Problem to work on. Copy down all of the data underneath, exactly as shown.

======== Data to use ========

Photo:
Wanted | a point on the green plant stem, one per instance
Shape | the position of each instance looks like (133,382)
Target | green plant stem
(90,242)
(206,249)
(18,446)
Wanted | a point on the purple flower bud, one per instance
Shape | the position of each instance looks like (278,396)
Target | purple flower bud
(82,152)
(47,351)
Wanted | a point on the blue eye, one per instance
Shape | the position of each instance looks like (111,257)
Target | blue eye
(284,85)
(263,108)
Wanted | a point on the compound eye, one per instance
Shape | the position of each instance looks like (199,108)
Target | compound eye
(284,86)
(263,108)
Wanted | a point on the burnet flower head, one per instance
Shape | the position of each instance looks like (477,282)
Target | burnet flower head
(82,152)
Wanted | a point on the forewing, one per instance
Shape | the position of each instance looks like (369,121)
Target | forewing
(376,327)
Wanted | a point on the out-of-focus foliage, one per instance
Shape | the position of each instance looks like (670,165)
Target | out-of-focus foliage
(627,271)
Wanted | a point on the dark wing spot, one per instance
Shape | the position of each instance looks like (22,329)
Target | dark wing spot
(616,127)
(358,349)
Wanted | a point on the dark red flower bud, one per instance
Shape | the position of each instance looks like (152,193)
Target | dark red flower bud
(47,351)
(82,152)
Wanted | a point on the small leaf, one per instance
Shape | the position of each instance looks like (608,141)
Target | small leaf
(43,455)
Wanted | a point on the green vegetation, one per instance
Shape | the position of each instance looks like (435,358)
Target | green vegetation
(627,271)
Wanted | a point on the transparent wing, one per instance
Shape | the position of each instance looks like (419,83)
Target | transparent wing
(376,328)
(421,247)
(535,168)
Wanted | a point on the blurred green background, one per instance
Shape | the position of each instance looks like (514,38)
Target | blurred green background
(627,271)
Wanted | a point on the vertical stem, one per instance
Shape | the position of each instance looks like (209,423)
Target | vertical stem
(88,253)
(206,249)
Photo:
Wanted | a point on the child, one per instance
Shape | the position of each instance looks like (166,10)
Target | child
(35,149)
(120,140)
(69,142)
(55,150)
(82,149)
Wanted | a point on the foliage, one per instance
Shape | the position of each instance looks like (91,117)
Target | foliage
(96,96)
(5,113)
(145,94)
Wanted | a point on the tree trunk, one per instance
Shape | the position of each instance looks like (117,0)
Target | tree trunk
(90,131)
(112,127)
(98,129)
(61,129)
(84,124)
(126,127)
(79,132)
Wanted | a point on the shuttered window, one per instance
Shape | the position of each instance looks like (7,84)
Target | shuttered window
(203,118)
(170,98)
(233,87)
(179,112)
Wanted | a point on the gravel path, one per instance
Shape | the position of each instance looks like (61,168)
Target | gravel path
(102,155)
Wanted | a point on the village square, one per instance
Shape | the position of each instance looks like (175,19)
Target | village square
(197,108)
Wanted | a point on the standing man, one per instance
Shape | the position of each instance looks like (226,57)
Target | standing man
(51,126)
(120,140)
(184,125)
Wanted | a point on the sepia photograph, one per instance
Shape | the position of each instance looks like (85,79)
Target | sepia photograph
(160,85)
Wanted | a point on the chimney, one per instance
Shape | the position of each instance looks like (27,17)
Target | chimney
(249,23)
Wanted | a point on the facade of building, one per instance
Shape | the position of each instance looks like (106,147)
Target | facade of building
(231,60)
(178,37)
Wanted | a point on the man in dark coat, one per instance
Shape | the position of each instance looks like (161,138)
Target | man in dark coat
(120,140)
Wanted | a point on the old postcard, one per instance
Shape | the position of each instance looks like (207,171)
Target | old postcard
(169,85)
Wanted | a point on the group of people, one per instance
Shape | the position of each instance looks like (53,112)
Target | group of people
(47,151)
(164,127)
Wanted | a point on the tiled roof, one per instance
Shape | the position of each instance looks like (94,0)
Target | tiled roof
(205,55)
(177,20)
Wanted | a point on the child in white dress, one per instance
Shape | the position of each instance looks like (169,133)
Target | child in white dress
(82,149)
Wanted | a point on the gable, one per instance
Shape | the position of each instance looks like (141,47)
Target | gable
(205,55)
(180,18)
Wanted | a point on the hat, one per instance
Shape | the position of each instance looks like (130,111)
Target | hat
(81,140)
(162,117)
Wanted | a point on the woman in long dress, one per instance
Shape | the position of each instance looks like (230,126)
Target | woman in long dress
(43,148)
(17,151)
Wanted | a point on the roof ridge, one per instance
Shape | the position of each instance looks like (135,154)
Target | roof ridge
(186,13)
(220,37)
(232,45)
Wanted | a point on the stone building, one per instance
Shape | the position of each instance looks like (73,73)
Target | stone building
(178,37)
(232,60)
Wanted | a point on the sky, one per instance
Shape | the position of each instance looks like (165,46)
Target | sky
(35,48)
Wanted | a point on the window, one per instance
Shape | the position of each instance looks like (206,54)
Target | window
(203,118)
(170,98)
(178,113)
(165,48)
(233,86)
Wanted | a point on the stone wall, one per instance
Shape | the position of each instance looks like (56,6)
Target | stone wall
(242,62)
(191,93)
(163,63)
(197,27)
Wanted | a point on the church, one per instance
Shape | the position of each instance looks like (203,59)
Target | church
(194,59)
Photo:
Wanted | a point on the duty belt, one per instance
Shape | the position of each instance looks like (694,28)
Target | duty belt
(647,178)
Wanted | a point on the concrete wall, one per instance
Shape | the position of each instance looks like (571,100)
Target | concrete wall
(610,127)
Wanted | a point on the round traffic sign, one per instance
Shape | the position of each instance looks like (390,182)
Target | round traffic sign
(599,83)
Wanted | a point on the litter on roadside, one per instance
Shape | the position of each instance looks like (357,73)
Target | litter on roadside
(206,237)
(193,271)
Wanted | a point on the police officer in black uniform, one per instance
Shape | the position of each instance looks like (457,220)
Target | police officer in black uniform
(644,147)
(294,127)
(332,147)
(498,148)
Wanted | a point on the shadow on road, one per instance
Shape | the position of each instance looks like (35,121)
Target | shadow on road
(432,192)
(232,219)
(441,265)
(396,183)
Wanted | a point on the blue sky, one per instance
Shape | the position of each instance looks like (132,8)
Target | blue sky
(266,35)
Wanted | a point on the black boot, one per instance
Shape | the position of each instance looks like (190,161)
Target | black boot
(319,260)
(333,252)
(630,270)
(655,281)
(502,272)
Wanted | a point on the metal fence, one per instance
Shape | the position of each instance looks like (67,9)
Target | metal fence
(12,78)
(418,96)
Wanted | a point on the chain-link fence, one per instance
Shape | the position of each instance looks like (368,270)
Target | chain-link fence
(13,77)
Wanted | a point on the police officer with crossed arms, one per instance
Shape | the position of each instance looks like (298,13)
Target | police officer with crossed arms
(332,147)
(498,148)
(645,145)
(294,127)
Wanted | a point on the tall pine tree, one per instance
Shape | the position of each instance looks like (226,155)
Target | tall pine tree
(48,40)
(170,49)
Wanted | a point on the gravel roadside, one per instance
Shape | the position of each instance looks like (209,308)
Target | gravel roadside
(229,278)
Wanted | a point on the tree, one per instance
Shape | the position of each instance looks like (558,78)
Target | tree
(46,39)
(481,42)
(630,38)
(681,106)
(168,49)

========

The completed task.
Photo:
Wanted | a point on the green plant stem, one per instance
Shape | the position of each instance looks like (133,382)
Target | green plant stem
(90,242)
(206,249)
(18,446)
Wanted | a point on the purple flower bud, one per instance
Shape | the position of each instance looks like (278,396)
Target | purple flower bud
(82,152)
(47,351)
Wanted | a point on the blue eye, one per instance
Shape | the position of each instance looks like (111,257)
Target | blue eye
(284,85)
(263,108)
Wanted | a point on the compound eye, one per instance
Shape | the position of each instance looks like (199,108)
Target | compound eye
(284,86)
(263,108)
Wanted | a point on the burnet flower head, one per instance
Shape | the position of each instance looks like (477,282)
Target | burnet flower head
(82,152)
Wanted | a point on the forewing, one per instance
Shape | the position of each instance looks like (369,121)
Target | forewing
(376,327)
Wanted | a point on the out-of-focus foliage, one per instance
Shape | the position of each instance looks like (670,165)
Target | out-of-focus foliage
(627,271)
Wanted | a point on the dark wing spot, one per instance
Shape | the position of each instance looks like (22,329)
Target | dark wing spot
(616,127)
(358,349)
Wanted | a point on the dark red flower bud, one per instance
Shape | the position of each instance looks like (152,193)
Target | dark red flower bud
(47,351)
(82,152)
Wanted | a point on the small leaf, one per instance
Shape | the position of each instance looks like (608,141)
Target | small leaf
(43,455)
Wanted | a point on the green vegetation, one per instance
Shape | the position of each instance looks like (435,358)
Target | green vegetation
(627,271)
Wanted | a point on the transparent wing, one per instance
Shape | the position of each instance looks like (419,83)
Target | transparent wing
(376,328)
(421,247)
(535,168)
Wanted | a point on the blurred green background, one per instance
Shape | the position of each instance looks like (514,38)
Target | blurred green background
(627,271)
Wanted | a point on the vertical stem, one per instance
Shape | the position of each instance looks like (209,423)
Target | vertical stem
(88,253)
(206,249)
Photo:
Wanted | a point on the child, one per instance
Shape | the position of each instance looks like (166,10)
Target | child
(35,149)
(120,140)
(69,142)
(55,150)
(82,149)
Wanted | a point on the foliage, one per instance
Shape | the position of each instance looks like (91,117)
Target | foliage
(96,96)
(5,113)
(145,94)
Wanted | a point on the tree trunk, one per instance
Shape | the position of each instance looks like (117,0)
Target | tree trunk
(90,131)
(112,127)
(98,129)
(61,129)
(84,124)
(126,127)
(79,132)
Wanted | a point on the shuttered window, one per instance
Shape | the position of each instance looks like (7,84)
Target | shuttered window
(203,118)
(170,98)
(233,87)
(179,112)
Wanted | a point on the gravel path, one per instance
Shape | the position of each instance looks like (61,168)
Target | gravel path
(102,155)
Wanted | a point on the village square, one per instance
Shape | the position of each instance looks like (175,19)
Target | village square
(197,108)
Wanted | a point on the standing man, one per instance
Shape | the position of each instance looks like (226,57)
Target | standing man
(51,126)
(120,140)
(184,125)
Wanted | a point on the sepia photograph, one per instance
Shape | the position of each instance looks like (85,79)
Target | sepia photograph
(160,85)
Wanted | a point on the chimney, one per instance
Shape | the position of each instance looks like (27,17)
Target | chimney
(249,23)
Wanted | a point on the facade of building, one per instance
Shape | the position of each instance looks like (106,147)
Target | facade of building
(231,60)
(178,37)
Wanted | a point on the man in dark coat, one per instance
Shape | the position of each instance looks like (161,138)
Target | man in dark coat
(120,140)
Wanted | a point on the old postcard, one per instance
Shape | the position of each instance looks like (207,171)
Target | old postcard
(169,85)
Wanted | a point on the group of people, one per instance
Shape | the position of each instance looks like (53,112)
Target | group of people
(47,151)
(164,127)
Wanted | a point on the tiled roof, one per instance
Shape | the position of each instance looks like (94,0)
Target | tiled roof
(205,55)
(177,20)
Wanted | a point on the child in white dress, one per instance
Shape | the position of each instance looks like (169,133)
Target | child in white dress
(82,149)
Wanted | a point on the gable, one per instance
Shape | the position of each instance looks like (141,47)
Target | gable
(205,55)
(180,18)
Wanted | a point on the hat, one per instance
Shape | the position of each instance looks like (130,111)
Target | hat
(81,140)
(162,117)
Wanted | a point on the woman in long dress, one per instance
Shape | the position of each instance looks like (230,126)
Target | woman in long dress
(43,148)
(17,151)
Wanted | a point on the roof ridge, one per instance
Shape | the position of each instance looks like (135,154)
Target | roof ridge
(186,13)
(220,37)
(232,45)
Wanted | a point on the stone building, one per instance
Shape | the position of each instance looks like (73,73)
Target | stone building
(178,37)
(232,60)
Wanted | a point on the sky, one per instance
Shape | the position of each instance looks like (165,46)
Target | sky
(35,48)
Wanted | a point on the window, one per instance
Shape | the position of each instance looks like (206,54)
Target | window
(203,118)
(170,98)
(178,113)
(165,48)
(233,86)
Wanted | a point on the stone wall, one per instance
Shape | the position of each instance looks like (56,6)
Target | stone wall
(242,62)
(191,93)
(163,63)
(197,27)
Wanted | a point on the church, one per instance
Shape | the position of each instance looks like (203,59)
Target | church
(194,59)
Photo:
Wanted | a point on the duty belt, one per instance
Shape | the position of each instance looks like (694,28)
Target | duty belt
(647,178)
Wanted | a point on the concrete wall, one per instance
Shape | the position of each instance looks like (571,100)
Target | concrete wall
(610,127)
Wanted | a point on the round traffic sign, one per instance
Shape | the position of each instance looks like (390,182)
Target | round traffic sign
(599,83)
Wanted | a point on the litter on roadside, one per instance
Shape | the position of each instance looks like (357,73)
Target | litter on roadside
(206,237)
(193,271)
Wanted | a point on the police officer in black uniform, one per instance
Shape | the position of each instance looks like (457,220)
Target | police officer in black uniform
(644,147)
(294,127)
(332,147)
(498,148)
Wanted | a point on the shadow on road, one per instance
Shape | the position of each instance looks like (35,121)
Target | shadow on road
(432,192)
(232,219)
(441,265)
(396,183)
Wanted | a point on the blue sky, one per instance
Shape | the position of each instance looks like (132,8)
Target | blue sky
(266,35)
Wanted | a point on the black boot, one per instance
Shape | the position of each instance looks like (190,161)
Target | black boot
(319,260)
(333,252)
(630,270)
(655,281)
(502,272)
Wanted | a point on the metal fence, one per instance
Shape | the position of each instance looks like (67,9)
Target | metal fence
(12,78)
(418,96)
Wanted | a point on the chain-link fence, one per instance
Shape | the position of each instance looks like (368,270)
Target | chain-link fence
(13,77)
Wanted | a point on the police officer with crossed arms, one per instance
Shape | the position of each instance looks like (298,13)
Target | police officer with crossed arms
(332,147)
(498,148)
(645,145)
(294,127)
Wanted | a point on the tall pine tree, one per instance
Shape | the position of each instance looks like (226,155)
Target | tall pine tree
(48,40)
(170,49)
Wanted | a point on the gravel roadside, one per instance
Shape | the position of each instance looks like (209,308)
Target | gravel roadside
(229,278)
Wanted | a point on the tree, one per instance
Shape | the position of each instance looks like (558,78)
Target | tree
(46,39)
(481,42)
(630,38)
(681,106)
(168,49)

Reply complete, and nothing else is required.